Exercise objective -
Look through the entries below for the line that contains "its own line", then set down that line and each one after it exactly, through the last.

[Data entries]
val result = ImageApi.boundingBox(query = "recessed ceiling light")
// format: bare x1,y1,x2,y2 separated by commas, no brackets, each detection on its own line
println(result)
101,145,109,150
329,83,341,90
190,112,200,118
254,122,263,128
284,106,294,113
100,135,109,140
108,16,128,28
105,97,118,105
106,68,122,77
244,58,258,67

Output -
// format: bare x1,y1,x2,y2 separated by commas, no brackets, each detection on its own line
println(result)
101,145,109,150
329,83,341,90
190,112,200,118
254,122,263,128
284,106,294,113
100,135,109,140
108,16,128,28
105,97,118,105
106,68,122,77
244,58,258,67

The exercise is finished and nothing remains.